▽
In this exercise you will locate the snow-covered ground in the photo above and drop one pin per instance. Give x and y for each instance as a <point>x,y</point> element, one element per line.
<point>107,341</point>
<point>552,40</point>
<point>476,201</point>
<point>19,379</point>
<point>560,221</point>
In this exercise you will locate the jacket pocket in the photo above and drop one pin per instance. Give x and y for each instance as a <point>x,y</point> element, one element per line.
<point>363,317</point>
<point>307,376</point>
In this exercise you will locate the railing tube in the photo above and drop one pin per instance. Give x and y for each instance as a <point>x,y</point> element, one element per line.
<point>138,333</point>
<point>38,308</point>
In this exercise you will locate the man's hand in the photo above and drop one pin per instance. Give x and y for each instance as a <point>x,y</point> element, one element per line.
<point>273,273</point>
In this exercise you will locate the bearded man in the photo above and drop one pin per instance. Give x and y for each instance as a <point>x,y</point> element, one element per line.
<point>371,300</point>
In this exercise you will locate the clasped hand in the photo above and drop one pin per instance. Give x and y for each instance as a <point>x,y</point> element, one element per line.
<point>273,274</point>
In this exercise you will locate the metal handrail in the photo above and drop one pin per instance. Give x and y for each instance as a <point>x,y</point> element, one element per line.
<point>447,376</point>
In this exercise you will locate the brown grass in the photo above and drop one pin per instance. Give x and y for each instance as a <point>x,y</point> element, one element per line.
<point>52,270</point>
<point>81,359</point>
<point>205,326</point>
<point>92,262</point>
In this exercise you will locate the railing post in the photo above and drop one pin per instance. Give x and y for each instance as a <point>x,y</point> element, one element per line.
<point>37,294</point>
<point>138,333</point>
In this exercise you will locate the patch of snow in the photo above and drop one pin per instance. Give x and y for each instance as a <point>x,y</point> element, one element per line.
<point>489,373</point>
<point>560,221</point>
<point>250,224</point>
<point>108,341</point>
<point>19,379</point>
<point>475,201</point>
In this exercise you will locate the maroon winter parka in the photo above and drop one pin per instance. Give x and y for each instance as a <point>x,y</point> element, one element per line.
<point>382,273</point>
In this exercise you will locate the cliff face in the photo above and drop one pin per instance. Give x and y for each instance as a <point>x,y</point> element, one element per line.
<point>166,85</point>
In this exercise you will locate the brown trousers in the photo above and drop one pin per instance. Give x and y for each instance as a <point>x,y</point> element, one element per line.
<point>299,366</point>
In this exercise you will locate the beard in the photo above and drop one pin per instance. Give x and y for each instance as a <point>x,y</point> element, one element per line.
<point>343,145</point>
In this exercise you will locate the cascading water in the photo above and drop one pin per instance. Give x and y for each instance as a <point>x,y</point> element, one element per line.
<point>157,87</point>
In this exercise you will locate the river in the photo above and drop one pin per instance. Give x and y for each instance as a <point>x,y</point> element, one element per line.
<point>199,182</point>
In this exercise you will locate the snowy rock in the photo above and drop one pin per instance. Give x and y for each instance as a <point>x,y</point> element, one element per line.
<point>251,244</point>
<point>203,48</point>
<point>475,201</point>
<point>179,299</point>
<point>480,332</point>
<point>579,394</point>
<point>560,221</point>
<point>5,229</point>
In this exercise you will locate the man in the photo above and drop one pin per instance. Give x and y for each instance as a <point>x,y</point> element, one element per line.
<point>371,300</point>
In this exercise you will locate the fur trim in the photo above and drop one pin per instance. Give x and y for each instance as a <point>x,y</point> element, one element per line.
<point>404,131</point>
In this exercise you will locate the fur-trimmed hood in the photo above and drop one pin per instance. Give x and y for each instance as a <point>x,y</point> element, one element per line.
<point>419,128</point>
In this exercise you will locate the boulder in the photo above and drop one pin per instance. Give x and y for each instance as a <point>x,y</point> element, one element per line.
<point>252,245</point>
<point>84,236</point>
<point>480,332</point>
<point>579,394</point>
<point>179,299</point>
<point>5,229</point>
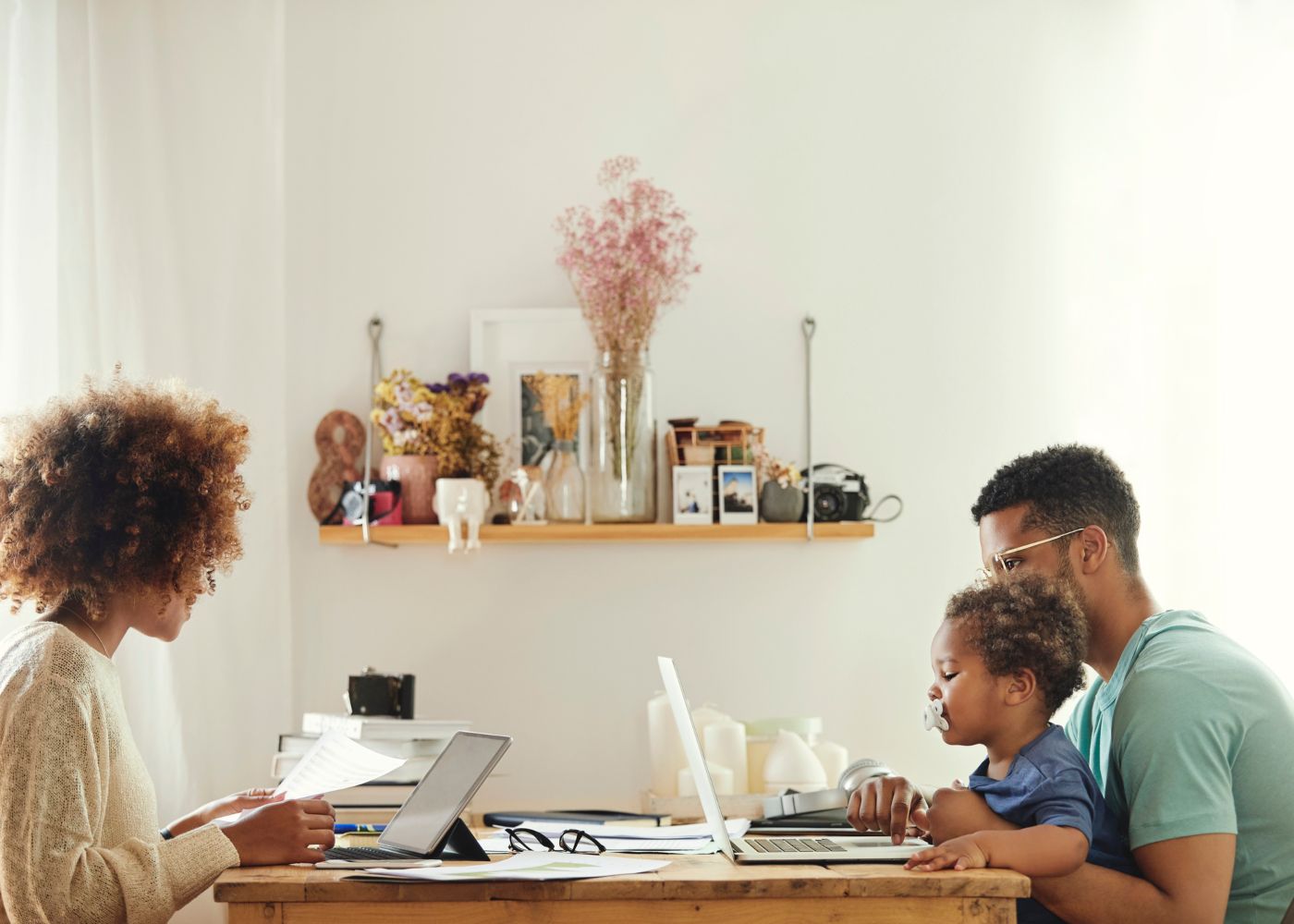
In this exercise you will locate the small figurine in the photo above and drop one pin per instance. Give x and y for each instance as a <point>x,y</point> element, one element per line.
<point>461,500</point>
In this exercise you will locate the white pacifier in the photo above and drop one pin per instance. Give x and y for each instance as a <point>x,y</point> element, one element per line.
<point>934,716</point>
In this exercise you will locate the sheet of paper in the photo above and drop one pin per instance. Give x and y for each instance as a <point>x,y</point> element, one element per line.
<point>698,845</point>
<point>536,866</point>
<point>333,762</point>
<point>336,762</point>
<point>669,833</point>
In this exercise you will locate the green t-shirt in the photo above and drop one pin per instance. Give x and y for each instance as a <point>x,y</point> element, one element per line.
<point>1193,736</point>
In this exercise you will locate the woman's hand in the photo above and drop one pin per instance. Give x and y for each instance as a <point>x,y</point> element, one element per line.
<point>229,805</point>
<point>284,833</point>
<point>960,853</point>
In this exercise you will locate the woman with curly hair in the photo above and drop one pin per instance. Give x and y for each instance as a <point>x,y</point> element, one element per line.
<point>116,509</point>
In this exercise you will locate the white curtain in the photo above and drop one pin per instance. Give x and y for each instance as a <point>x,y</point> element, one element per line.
<point>141,223</point>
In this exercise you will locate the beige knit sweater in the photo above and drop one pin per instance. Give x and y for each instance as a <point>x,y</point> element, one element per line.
<point>78,816</point>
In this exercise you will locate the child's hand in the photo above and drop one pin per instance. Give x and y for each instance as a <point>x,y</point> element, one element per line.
<point>959,853</point>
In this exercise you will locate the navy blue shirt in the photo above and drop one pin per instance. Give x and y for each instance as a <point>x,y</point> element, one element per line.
<point>1050,784</point>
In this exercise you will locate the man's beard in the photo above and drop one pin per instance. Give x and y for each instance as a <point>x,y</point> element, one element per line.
<point>1067,578</point>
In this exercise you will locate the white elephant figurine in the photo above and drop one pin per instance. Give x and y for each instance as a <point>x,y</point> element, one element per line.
<point>461,500</point>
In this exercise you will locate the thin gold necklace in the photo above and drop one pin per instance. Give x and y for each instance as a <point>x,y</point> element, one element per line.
<point>104,647</point>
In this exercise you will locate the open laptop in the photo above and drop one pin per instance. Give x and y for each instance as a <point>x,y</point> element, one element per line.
<point>433,809</point>
<point>767,849</point>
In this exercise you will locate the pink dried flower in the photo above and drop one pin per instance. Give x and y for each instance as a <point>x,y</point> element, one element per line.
<point>630,261</point>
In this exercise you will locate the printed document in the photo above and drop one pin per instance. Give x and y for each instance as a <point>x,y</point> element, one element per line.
<point>334,762</point>
<point>534,866</point>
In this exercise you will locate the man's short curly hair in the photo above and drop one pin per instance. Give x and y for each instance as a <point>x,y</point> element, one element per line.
<point>123,488</point>
<point>1032,623</point>
<point>1067,488</point>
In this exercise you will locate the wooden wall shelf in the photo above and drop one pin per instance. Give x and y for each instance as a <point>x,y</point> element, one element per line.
<point>605,532</point>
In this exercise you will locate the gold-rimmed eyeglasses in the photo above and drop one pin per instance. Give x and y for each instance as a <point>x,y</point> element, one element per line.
<point>1000,558</point>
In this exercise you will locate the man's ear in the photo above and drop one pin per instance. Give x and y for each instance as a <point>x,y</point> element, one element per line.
<point>1095,546</point>
<point>1021,687</point>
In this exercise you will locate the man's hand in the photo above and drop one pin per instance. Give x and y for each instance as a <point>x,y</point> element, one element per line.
<point>959,853</point>
<point>219,808</point>
<point>892,805</point>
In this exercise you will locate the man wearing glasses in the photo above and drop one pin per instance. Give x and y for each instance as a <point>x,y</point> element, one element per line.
<point>1190,736</point>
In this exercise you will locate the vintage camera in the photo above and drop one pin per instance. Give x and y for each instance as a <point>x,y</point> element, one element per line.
<point>372,694</point>
<point>385,506</point>
<point>838,494</point>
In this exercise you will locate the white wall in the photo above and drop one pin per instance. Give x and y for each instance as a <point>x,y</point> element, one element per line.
<point>1000,215</point>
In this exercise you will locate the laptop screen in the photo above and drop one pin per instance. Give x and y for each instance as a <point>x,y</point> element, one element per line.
<point>444,792</point>
<point>692,749</point>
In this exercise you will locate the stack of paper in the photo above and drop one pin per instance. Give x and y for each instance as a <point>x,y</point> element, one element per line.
<point>624,839</point>
<point>540,866</point>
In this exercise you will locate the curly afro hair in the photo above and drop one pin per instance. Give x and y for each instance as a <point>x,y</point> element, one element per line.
<point>1068,488</point>
<point>125,488</point>
<point>1028,623</point>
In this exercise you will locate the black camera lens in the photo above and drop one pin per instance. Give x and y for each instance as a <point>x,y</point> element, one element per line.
<point>828,504</point>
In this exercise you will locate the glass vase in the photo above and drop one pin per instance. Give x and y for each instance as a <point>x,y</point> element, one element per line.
<point>623,465</point>
<point>565,484</point>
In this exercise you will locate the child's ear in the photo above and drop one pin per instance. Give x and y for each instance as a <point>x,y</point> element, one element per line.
<point>1022,687</point>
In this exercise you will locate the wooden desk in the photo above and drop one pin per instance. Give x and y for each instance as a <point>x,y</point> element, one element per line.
<point>692,889</point>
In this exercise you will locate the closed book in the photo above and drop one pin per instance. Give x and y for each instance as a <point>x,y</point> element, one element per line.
<point>576,817</point>
<point>364,727</point>
<point>391,747</point>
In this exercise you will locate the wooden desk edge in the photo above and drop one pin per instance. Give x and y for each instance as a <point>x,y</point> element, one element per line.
<point>686,879</point>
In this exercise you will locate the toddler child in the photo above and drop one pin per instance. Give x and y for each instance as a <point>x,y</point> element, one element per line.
<point>1005,659</point>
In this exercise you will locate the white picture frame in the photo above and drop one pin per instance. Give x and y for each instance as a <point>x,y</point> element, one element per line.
<point>739,496</point>
<point>692,498</point>
<point>507,343</point>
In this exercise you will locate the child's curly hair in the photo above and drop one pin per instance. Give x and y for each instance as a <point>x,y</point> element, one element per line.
<point>122,488</point>
<point>1031,621</point>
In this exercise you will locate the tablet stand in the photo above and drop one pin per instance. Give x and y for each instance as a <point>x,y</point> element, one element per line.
<point>458,843</point>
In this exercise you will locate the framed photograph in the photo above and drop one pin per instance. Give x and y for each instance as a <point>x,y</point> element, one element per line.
<point>738,498</point>
<point>510,346</point>
<point>534,436</point>
<point>694,491</point>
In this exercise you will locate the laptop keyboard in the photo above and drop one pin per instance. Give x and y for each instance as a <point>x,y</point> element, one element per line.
<point>792,845</point>
<point>362,853</point>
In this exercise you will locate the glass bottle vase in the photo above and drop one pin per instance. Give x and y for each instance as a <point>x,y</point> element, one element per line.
<point>623,465</point>
<point>565,484</point>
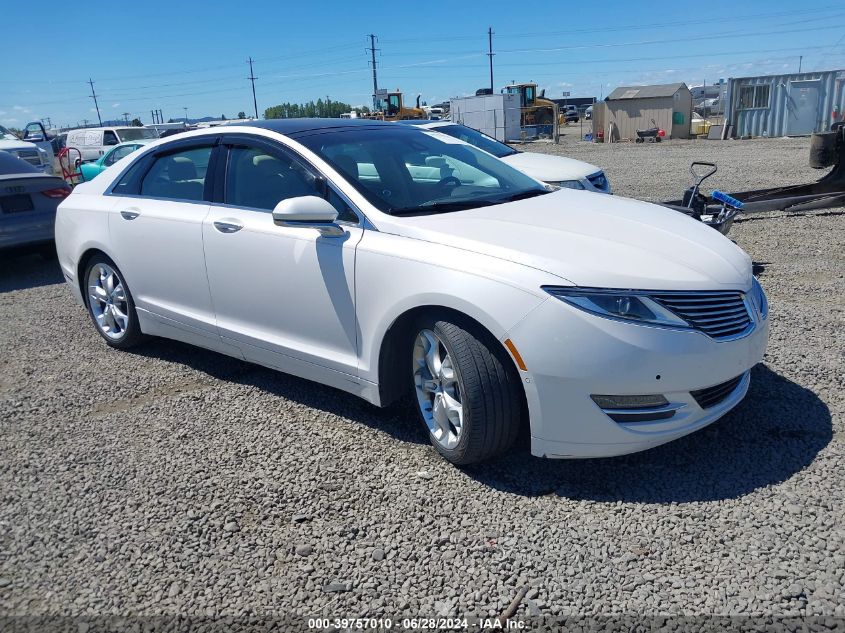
△
**WORK REQUIRED**
From the line with "In this exercise you will locate the white picture" through the final line of the data above, copy everything exactly, both ends included, but not the pictures.

**EXPECTED ANSWER**
In this exercise you will locate the white picture frame in the photo above and drop one pin per instance. Give x and y for each instance as a <point>x,y</point> element, one element per line.
<point>739,496</point>
<point>692,498</point>
<point>507,343</point>
In this exercise you will locate the child's curly hair in the photo above and drop one pin per instance. Give x and y for each instance as a <point>x,y</point> element, one element per line.
<point>122,488</point>
<point>1031,621</point>
In this exercise you will locate the tablet stand in the photo above and drop one pin per instance. Give x and y for each instance as a <point>x,y</point> element, one element per line.
<point>458,843</point>
In this exercise you will locate the framed photograph in the photo above and drop one pin per instance. Give x and y for each instance as a <point>x,y</point> element, one element per line.
<point>738,498</point>
<point>510,346</point>
<point>534,436</point>
<point>694,491</point>
In this exercise you will locate the laptop keyboard in the photo above and drop one pin per instance. Give x and y for each instance as a <point>x,y</point> element, one element per line.
<point>792,845</point>
<point>362,853</point>
In this exercise you will locate the glass bottle vase in the photo above and drop one pin per instance. Give x and y for each instance as a <point>x,y</point> element, one element per line.
<point>623,465</point>
<point>565,484</point>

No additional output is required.